Image object location entries
━━━━━━━━━━━━━━━━━━━━━━━━━━━━━━

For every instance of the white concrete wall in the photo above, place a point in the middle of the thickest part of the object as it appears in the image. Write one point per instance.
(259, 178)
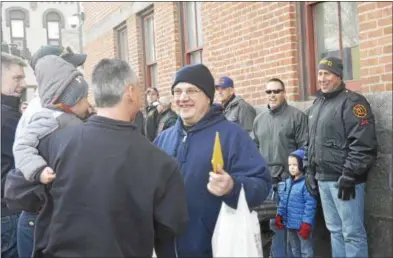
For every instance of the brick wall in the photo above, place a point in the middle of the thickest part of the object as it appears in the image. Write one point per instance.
(375, 36)
(96, 11)
(168, 54)
(251, 42)
(103, 47)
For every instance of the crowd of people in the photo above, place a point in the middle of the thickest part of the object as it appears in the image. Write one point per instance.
(118, 180)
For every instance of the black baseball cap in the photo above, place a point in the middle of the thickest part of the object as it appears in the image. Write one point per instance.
(64, 52)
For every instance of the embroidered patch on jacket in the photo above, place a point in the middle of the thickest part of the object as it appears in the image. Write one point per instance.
(360, 111)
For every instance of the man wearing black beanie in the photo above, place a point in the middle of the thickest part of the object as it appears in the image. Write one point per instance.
(190, 141)
(341, 149)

━━━━━━━━━━━━━━━━━━━━━━━━━━━━━━

▸ **PROBLEM**:
Turn all the items into a Markdown table with the columns "Row" and "Line," giving each line its own numbered row and skipping blank lines. Leave the pictures out.

▸ **REPLY**:
| Row | Line |
|---|---|
| 1 | For every instance of the white concrete wall in the photo above, place a point in the middle of the thickest part of the object as it appears in the image. Write one point per instance. |
| 2 | (259, 178) |
| 3 | For every instance of the brick wall in the photo above, place a point in the middle of the thickest part of the object as it appears in the image. Write one point per instance. |
| 4 | (375, 36) |
| 5 | (96, 11) |
| 6 | (168, 54) |
| 7 | (251, 42) |
| 8 | (103, 47) |
| 9 | For every instance of the crowd of people in the photo above, place a point in the middle of the thickest part of the object as it appears in the image. Write one point per instance. |
| 10 | (118, 180) |
| 11 | For every instance of the black baseball cap in the photo above, place a point in the middle of the thickest part of the object as it appears in the image. Write one point per instance. |
| 12 | (64, 52) |
| 13 | For every instance of the embroidered patch on jacket in the photo above, place a point in the middle of the thickest part of the object as it appears in the image. Write one point per instance. |
| 14 | (360, 111) |
| 15 | For every instance of the man wearing black beanie in the photo above, place a point in the middle of the thickest part of the object as it appears in the image. Write one point per instance. |
| 16 | (190, 141) |
| 17 | (341, 149) |